What is being asked: Count the lines below that contain the string "snow", treating uppercase and lowercase as different, and give only the number.

Provided data:
-- start --
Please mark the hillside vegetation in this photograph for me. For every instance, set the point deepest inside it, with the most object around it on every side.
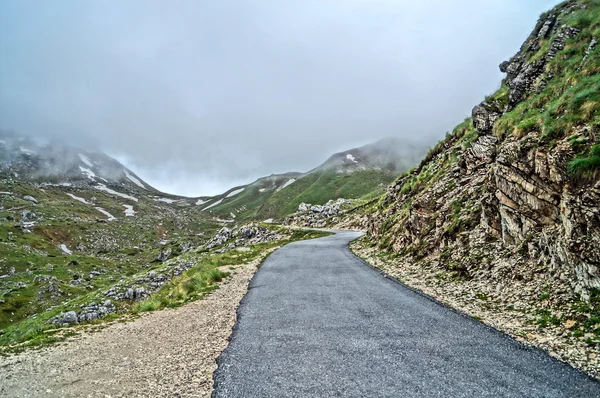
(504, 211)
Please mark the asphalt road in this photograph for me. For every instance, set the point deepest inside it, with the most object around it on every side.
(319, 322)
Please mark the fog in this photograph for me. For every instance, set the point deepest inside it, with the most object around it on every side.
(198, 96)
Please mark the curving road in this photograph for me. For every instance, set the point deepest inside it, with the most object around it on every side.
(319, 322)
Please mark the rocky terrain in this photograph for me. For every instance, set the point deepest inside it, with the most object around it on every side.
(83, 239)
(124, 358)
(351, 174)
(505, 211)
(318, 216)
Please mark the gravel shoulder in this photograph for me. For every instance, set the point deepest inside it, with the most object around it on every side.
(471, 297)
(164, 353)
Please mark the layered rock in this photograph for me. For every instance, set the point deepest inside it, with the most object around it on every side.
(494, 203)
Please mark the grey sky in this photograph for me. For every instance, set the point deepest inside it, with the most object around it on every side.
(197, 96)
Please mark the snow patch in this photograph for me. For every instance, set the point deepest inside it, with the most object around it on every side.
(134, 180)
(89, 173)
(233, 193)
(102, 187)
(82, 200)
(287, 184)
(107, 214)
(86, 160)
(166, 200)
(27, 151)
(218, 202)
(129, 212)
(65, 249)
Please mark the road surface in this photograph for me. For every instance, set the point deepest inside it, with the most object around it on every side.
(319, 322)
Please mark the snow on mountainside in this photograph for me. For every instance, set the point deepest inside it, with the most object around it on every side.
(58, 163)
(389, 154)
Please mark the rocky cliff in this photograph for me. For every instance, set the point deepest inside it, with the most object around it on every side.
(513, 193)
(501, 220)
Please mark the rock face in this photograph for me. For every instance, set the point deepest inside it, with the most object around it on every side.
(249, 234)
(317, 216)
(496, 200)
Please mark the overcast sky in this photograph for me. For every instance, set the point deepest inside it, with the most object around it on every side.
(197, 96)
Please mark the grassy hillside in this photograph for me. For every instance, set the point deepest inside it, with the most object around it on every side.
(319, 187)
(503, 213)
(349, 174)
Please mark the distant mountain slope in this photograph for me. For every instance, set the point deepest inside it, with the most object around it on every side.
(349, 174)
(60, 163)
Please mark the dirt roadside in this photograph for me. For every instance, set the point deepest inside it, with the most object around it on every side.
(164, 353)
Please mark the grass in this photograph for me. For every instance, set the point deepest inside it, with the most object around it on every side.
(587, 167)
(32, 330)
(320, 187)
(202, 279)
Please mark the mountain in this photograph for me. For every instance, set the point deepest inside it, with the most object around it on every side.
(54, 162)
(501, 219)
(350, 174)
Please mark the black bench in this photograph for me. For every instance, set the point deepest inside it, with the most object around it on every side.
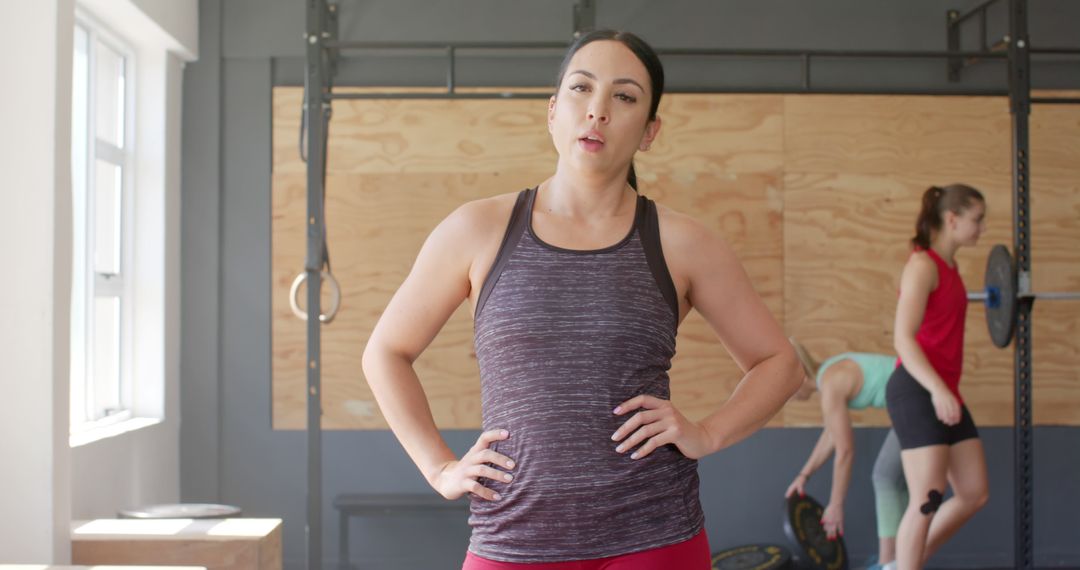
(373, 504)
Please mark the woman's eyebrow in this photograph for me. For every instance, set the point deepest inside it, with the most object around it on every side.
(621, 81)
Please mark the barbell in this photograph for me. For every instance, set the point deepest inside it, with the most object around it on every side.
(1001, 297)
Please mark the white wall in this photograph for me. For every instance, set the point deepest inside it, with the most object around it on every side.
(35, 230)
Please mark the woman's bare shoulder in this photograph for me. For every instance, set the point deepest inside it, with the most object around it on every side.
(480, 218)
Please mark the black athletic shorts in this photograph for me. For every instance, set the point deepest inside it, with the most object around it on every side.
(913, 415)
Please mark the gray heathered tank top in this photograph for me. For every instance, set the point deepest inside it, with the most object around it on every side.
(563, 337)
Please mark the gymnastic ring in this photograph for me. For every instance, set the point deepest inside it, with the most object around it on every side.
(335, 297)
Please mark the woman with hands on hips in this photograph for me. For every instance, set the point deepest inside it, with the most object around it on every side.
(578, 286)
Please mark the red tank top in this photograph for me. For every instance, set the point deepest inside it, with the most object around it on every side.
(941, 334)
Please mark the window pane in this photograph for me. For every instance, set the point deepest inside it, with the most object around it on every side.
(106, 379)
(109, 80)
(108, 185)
-- end --
-- start --
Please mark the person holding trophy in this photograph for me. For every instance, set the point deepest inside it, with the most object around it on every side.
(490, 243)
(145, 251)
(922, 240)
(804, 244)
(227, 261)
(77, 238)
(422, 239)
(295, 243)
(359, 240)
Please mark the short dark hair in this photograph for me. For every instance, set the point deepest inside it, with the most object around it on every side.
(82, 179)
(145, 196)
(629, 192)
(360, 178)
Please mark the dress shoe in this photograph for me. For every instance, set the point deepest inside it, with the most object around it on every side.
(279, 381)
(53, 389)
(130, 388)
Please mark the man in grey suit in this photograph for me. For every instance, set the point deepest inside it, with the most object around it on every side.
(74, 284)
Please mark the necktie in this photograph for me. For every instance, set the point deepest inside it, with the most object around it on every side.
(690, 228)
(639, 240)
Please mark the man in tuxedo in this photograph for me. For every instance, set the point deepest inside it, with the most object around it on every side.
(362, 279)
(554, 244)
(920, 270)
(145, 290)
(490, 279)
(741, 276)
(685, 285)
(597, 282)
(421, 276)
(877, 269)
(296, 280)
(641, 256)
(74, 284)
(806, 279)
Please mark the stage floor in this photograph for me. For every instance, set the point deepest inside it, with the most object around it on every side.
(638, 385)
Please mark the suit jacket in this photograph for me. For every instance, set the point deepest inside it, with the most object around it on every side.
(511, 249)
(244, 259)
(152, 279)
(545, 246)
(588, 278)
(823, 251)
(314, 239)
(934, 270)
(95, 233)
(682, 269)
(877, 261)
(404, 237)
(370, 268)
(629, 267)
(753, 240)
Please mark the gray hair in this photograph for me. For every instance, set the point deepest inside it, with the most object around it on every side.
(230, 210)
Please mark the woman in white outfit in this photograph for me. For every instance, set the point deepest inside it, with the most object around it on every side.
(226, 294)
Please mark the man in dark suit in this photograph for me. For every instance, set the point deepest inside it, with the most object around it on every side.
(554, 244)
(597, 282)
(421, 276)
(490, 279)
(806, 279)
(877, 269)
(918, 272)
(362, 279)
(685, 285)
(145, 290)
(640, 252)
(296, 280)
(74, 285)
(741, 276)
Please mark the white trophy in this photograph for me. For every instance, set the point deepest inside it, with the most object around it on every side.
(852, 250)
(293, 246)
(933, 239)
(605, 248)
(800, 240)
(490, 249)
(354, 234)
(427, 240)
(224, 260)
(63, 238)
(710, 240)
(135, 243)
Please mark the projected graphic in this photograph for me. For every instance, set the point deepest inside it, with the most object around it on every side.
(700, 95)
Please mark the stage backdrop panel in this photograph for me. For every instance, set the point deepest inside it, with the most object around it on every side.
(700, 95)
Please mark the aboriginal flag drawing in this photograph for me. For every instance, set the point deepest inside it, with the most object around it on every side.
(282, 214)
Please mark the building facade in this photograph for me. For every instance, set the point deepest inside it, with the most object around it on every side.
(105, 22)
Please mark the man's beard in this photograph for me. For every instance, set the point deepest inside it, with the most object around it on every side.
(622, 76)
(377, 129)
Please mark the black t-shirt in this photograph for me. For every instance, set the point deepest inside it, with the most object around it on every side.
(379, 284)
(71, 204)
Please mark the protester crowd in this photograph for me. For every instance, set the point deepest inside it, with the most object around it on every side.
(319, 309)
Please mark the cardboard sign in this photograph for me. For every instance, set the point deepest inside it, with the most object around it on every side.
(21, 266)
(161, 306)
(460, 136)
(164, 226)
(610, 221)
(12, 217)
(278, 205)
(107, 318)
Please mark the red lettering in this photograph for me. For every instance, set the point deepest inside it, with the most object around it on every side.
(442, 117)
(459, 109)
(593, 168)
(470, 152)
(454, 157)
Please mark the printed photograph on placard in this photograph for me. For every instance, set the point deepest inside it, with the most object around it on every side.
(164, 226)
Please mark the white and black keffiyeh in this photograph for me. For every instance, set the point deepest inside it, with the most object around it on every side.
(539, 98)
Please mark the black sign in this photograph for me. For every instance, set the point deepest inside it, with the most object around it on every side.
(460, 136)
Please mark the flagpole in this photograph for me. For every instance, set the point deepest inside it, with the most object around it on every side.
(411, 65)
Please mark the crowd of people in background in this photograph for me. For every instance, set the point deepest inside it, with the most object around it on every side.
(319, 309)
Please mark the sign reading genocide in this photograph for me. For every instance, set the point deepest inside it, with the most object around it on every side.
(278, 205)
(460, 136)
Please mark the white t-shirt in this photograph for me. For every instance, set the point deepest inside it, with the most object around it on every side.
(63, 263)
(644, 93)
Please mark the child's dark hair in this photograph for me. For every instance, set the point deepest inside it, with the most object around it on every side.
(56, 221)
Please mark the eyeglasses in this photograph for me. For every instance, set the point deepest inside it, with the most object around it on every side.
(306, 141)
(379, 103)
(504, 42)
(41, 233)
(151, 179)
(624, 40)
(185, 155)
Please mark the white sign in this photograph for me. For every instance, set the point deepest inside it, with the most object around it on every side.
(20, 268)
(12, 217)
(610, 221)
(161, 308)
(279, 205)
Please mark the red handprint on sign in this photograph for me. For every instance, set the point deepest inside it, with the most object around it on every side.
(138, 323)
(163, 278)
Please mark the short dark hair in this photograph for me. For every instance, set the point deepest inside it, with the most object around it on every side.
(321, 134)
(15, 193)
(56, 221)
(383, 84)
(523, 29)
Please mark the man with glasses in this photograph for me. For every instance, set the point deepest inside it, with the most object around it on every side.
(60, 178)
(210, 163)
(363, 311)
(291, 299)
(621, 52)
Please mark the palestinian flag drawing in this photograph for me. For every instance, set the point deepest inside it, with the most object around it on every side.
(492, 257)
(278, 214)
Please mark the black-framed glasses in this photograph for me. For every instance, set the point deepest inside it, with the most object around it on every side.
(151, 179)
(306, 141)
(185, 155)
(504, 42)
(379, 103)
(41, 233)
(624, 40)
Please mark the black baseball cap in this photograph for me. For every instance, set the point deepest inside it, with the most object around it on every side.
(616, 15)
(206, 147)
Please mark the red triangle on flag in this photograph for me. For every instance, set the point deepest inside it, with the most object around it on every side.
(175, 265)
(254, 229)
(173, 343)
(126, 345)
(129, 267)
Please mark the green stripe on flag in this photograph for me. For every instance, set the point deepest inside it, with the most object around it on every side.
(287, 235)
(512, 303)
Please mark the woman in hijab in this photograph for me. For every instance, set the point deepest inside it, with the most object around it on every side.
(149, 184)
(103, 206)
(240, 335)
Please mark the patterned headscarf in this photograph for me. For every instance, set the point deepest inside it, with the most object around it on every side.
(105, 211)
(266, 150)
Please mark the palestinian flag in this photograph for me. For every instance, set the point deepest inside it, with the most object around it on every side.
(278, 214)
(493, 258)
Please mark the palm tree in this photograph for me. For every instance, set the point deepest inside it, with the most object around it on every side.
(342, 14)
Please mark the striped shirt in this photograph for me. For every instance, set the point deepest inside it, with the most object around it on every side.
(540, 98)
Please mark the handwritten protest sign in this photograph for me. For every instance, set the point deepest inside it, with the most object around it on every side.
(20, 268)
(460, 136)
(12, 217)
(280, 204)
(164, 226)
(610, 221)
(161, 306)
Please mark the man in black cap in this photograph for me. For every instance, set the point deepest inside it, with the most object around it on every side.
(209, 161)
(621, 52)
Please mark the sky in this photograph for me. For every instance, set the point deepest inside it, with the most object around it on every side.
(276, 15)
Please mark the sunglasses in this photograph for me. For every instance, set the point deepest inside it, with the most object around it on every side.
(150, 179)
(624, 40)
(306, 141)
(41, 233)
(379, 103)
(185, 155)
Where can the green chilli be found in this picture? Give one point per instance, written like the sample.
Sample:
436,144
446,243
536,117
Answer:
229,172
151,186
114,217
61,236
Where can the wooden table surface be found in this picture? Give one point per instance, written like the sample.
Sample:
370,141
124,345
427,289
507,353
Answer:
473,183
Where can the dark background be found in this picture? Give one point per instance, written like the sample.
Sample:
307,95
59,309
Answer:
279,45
-- end --
Result for this exercise: 2